Required work
An exact restatement of the data is required, with the images omitted.
*** Data shown Section Begins ***
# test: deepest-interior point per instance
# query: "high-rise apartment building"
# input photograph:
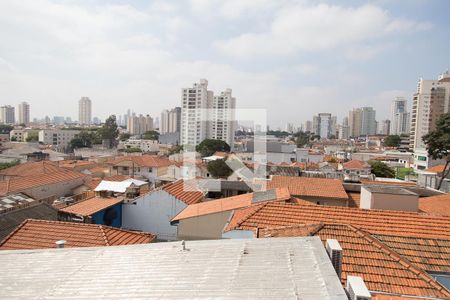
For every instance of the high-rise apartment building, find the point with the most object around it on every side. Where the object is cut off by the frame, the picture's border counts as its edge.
(362, 121)
(205, 116)
(85, 111)
(24, 113)
(223, 125)
(308, 126)
(324, 125)
(344, 129)
(431, 100)
(385, 127)
(170, 121)
(138, 125)
(7, 115)
(400, 117)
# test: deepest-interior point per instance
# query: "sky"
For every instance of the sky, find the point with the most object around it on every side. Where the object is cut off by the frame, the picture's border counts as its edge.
(292, 58)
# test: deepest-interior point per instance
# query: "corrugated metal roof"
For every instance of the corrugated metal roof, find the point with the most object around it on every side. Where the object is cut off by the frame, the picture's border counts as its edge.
(284, 268)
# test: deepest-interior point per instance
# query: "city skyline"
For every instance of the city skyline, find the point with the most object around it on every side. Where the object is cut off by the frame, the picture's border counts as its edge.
(119, 63)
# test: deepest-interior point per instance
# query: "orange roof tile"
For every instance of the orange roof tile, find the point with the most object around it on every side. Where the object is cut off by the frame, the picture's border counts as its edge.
(186, 191)
(436, 169)
(380, 182)
(19, 184)
(354, 199)
(278, 214)
(382, 269)
(31, 168)
(356, 164)
(152, 161)
(435, 205)
(91, 206)
(432, 255)
(310, 187)
(72, 164)
(40, 234)
(226, 204)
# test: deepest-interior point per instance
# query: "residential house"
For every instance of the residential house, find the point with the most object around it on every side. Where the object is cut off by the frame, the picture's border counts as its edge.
(399, 254)
(148, 166)
(206, 220)
(154, 211)
(40, 186)
(320, 191)
(95, 210)
(13, 217)
(41, 234)
(356, 168)
(285, 268)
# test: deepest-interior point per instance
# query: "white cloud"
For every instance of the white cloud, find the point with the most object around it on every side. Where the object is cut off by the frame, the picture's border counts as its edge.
(312, 27)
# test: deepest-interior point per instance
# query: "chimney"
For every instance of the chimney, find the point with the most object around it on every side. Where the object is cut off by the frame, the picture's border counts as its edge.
(60, 243)
(334, 251)
(356, 289)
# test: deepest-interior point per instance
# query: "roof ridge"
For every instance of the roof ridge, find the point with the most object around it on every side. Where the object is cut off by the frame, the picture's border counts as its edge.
(401, 259)
(252, 213)
(102, 230)
(13, 232)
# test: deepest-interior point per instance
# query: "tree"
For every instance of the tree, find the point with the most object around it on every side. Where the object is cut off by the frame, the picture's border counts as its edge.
(84, 139)
(124, 136)
(132, 150)
(438, 144)
(9, 164)
(392, 141)
(109, 131)
(209, 146)
(380, 169)
(33, 136)
(151, 135)
(176, 149)
(302, 138)
(219, 168)
(6, 129)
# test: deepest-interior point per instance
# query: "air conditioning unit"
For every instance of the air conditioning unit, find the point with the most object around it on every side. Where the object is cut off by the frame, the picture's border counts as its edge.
(334, 251)
(356, 289)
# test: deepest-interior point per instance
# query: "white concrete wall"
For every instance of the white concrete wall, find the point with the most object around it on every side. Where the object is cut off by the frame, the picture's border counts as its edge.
(58, 189)
(153, 213)
(366, 199)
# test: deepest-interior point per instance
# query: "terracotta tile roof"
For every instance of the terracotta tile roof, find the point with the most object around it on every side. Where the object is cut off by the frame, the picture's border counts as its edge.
(91, 206)
(435, 205)
(230, 203)
(40, 234)
(11, 219)
(436, 169)
(431, 255)
(356, 164)
(310, 187)
(186, 191)
(380, 182)
(19, 184)
(31, 168)
(72, 164)
(382, 269)
(354, 199)
(152, 161)
(277, 214)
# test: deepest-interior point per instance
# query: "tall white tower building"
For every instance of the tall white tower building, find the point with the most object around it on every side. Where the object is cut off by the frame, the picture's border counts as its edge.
(7, 114)
(204, 116)
(24, 113)
(222, 125)
(431, 100)
(324, 125)
(400, 118)
(85, 111)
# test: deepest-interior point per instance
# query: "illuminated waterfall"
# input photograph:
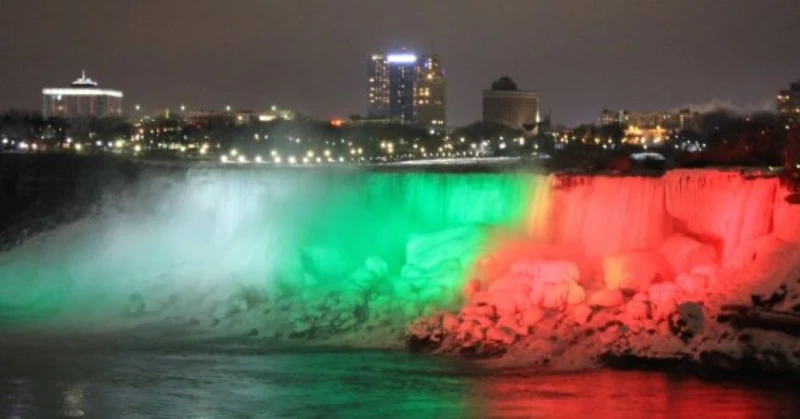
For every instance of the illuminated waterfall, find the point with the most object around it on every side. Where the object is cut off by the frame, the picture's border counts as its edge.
(286, 253)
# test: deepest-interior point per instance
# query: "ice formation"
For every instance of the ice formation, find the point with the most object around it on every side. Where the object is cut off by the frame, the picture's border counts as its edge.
(543, 268)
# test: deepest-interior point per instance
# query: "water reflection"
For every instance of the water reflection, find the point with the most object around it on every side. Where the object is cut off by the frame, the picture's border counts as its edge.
(249, 384)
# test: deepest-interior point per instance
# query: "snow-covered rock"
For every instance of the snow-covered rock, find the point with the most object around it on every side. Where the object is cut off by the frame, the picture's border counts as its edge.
(685, 253)
(635, 271)
(606, 298)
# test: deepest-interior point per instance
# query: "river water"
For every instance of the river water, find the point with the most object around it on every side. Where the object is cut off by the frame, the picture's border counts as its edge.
(225, 381)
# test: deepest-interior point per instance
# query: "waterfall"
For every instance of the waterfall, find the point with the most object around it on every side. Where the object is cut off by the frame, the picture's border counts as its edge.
(200, 247)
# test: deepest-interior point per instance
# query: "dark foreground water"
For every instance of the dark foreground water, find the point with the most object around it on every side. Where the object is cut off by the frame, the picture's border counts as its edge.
(241, 382)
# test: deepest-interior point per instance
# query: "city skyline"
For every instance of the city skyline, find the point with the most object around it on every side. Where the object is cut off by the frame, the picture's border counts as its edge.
(204, 56)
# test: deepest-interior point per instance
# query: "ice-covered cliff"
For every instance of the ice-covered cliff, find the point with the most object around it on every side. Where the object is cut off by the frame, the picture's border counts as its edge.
(482, 263)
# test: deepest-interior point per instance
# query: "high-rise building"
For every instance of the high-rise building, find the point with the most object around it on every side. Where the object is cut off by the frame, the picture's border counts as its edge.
(406, 88)
(505, 104)
(378, 87)
(82, 99)
(429, 93)
(789, 103)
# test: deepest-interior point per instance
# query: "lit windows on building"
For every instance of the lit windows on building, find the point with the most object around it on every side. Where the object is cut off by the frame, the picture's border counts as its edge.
(406, 88)
(82, 99)
(789, 104)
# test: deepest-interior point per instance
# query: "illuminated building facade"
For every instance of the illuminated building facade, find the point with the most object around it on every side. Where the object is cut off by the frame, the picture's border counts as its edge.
(789, 104)
(82, 99)
(506, 104)
(429, 93)
(406, 88)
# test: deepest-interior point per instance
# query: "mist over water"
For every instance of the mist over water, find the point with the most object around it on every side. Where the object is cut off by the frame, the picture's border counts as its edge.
(189, 248)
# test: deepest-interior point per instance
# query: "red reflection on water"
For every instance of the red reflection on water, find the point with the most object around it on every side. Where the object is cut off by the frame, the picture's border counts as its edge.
(613, 394)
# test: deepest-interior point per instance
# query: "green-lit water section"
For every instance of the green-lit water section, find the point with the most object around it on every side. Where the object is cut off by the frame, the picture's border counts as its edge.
(271, 253)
*** Data shown Section Ends ***
Task result
# test: deepest-interior point per instance
# query: "high-rise apartment building"
# input photograph:
For every instance of the high-rise apartment building, find the point with the most object around it on every side. Where the object is cut off by the frame, the picture's border counts as its edge.
(362, 121)
(205, 116)
(85, 111)
(24, 113)
(223, 125)
(308, 126)
(324, 125)
(344, 129)
(431, 100)
(385, 127)
(170, 121)
(138, 125)
(7, 115)
(400, 117)
# test: deepest-interior point per instance
# query: "sky"
For every instance of the sky, find the point with the most object around it on every side. Where the object is cut off by the frame, the picture's border counts as its edge.
(292, 58)
# test: deepest-interior point per instance
# query: "corrugated metal roof"
For every instance of the corrugated metal roof, find the point with the most object around it on every side. Where the object is cut off by the frame, the picture's border counts as its edge.
(284, 268)
# test: deepest-interior point per instance
# query: "city skyline"
For every instance of the city skyline, find the point with the most object around it on every side. Where the object is cut off by the frame, the picture's border counts as its edge.
(119, 63)
# test: deepest-interior point per instance
# query: "orange roof tile"
For every instance of the orange roof tile, find the point with the most object around it on every side. Where the object is cut off by the frame, the picture's border counts as its edge.
(186, 191)
(436, 169)
(380, 182)
(19, 184)
(354, 199)
(278, 214)
(382, 269)
(31, 168)
(356, 164)
(152, 161)
(435, 205)
(91, 206)
(432, 255)
(310, 187)
(72, 164)
(40, 234)
(226, 204)
# test: deepest-interior point per instance
# query: "residential house"
For every instance of the residential house, find the point with the most object around it on every side. Where the object is cut off by the frame, the picture's border counts as its edge.
(399, 254)
(148, 166)
(206, 220)
(154, 211)
(40, 186)
(320, 191)
(95, 210)
(13, 217)
(41, 234)
(356, 168)
(285, 268)
# test: deepest-interior point per instance
# query: "white cloud"
For every instance of the white cloud, find the point with the most object around it on every side. Where the object is cut off by the frame, the picture's border counts as its edge.
(312, 27)
# test: deepest-interior point per instance
# query: "chimney"
For every instance of the chimney, find the point with the most object around it on every side. Where the object is cut off by the frame, the picture's border counts as its edge.
(60, 243)
(334, 251)
(356, 289)
# test: deepest-interior point per instance
# query: "roof ridge"
For every instance of the roof ridge, find the point with the most object around it on every side. Where the object is cut off by the frame, the picture's border counts as its edge.
(401, 259)
(252, 213)
(102, 230)
(13, 232)
# test: deepest-interior point per instance
# query: "tree"
For every instance of the tree, find the point with the most object around it on every side. Where the object is cut off by the frame, the picture's border counts as its edge.
(84, 139)
(124, 136)
(132, 150)
(438, 144)
(9, 164)
(392, 141)
(109, 131)
(209, 146)
(380, 169)
(33, 136)
(151, 135)
(176, 149)
(302, 138)
(219, 168)
(6, 129)
# test: deepest-interior point per instance
# query: "air conditioning unit"
For every instance of the air conditioning unit, find the point with the most object around it on every side. Where the object is cut off by the frame, the picture's border counts as its edge.
(334, 251)
(356, 289)
# test: deepest-interior point per instance
# query: "white concrete wall"
For every instance of the white concrete wall, find the point with the most object around it on every side. Where the object is cut off by the frame, the picture's border counts as its edge.
(58, 189)
(153, 213)
(366, 199)
# test: deepest-interior point per instance
# query: "terracotta tile roof"
For every instance of the terracotta tile roof, find the point with the most object around it on every side. Where the object is cut off by the frame, the picture's border counts as its edge.
(91, 206)
(435, 205)
(230, 203)
(40, 234)
(11, 219)
(436, 169)
(431, 255)
(356, 164)
(310, 187)
(186, 191)
(380, 182)
(19, 184)
(31, 168)
(72, 164)
(382, 269)
(354, 199)
(152, 161)
(277, 214)
# test: deepest-interior point per instance
# query: "tall white tower building"
For every instance of the tall white tower building, find the point with the most object around it on every side. Where the object is cut off by the frame, the picture's border counts as its edge.
(7, 114)
(204, 116)
(24, 113)
(222, 125)
(431, 100)
(324, 125)
(400, 118)
(85, 111)
# test: deepest-interior point per instance
# query: "illuminated waterfall"
# input photograph:
For every instance of the illuminated waterfall, find the point with the most object around it on every side. Where the object is cut off by the frame, the picture's border counts as its edge.
(286, 253)
# test: deepest-interior point per instance
# query: "ice formation"
For every instance of the ice formation, find the point with the most object around it on every side. Where the object is cut off by the frame, the picture's border counts as its edge.
(543, 268)
# test: deepest-interior point per instance
# query: "water reflection"
For every instance of the water reflection, find the point with the most object around it on every side. Where the object is cut off by the frame, the picture's border counts as its edge.
(249, 384)
# test: deepest-interior point per instance
# query: "snow-covered rock"
For every instance of the snow-covered rock, find the point with the most object around it on every side. Where the object is cut off by the frame, the picture's border counts as its edge.
(685, 253)
(635, 271)
(606, 298)
# test: deepest-interior point per instance
# query: "river water"
For every instance of the river water, find the point with the most object around it on every side. Where the object is cut off by the frame, the picture's border counts as its edge.
(225, 381)
# test: deepest-interior point per instance
# query: "waterfall"
For every instance of the waterfall, find the point with the most object around it on every side. Where the object is cut off by the frame, the picture's border counts as its edge.
(200, 247)
# test: deepest-interior point per instance
# query: "dark foreground water"
For every instance of the dark foreground water, find the point with the most object around it on every side. Where the object is cut off by the frame, the picture's border counts as its edge.
(241, 382)
# test: deepest-interior point per instance
# query: "city skyline"
For every instance of the city skyline, find the point with the most object around it on every side. Where the object is cut off by the frame, the picture's border counts as its edge.
(204, 56)
# test: deepest-interior point per instance
# query: "ice-covered cliff"
For every instance of the ice-covered cliff, find the point with the most object around it on every side. Where the object is cut off by the frame, the picture's border counts as its edge.
(482, 263)
# test: deepest-interior point per instance
# query: "high-rise building"
For every instance of the high-rise building, find the point with the most object around it on every side. Where the object is cut off by the frame, the picture's border counts as its edge.
(406, 88)
(505, 104)
(378, 87)
(82, 99)
(429, 93)
(789, 103)
# test: deepest-interior point per instance
# query: "lit windows on building"
For every instance of the lit windows on building, find the point with the most object around it on every side. Where the object is cut off by the frame, the picture's border counts as its edge.
(406, 88)
(82, 99)
(789, 104)
# test: deepest-interior point per instance
# query: "illuminated building facade"
For every instance of the illuminated building facade, find the point with the most object around it on every side. Where the object is cut off by the frame, the picture's border counts as its edge.
(789, 104)
(82, 99)
(506, 104)
(429, 93)
(406, 88)
# test: deepest-interior point per instance
# query: "mist over water"
For every instance of the mist over water, find the point with the most object around it on every side. Where the object is cut off by the frame, the picture's border counts as its edge.
(189, 248)
# test: deepest-interior point per instance
# query: "red reflection on water"
For every instance of the red reflection on water, find the point with the most object around it on every side. Where the object is cut off by the frame, the picture's border counts as its edge.
(613, 394)
# test: deepest-interior point per instance
# query: "green-lit water section"
For every instance of the green-lit water section, find the point with the most object around it on every side. Where the object is cut off by the frame, the picture's border counts as its edge.
(271, 253)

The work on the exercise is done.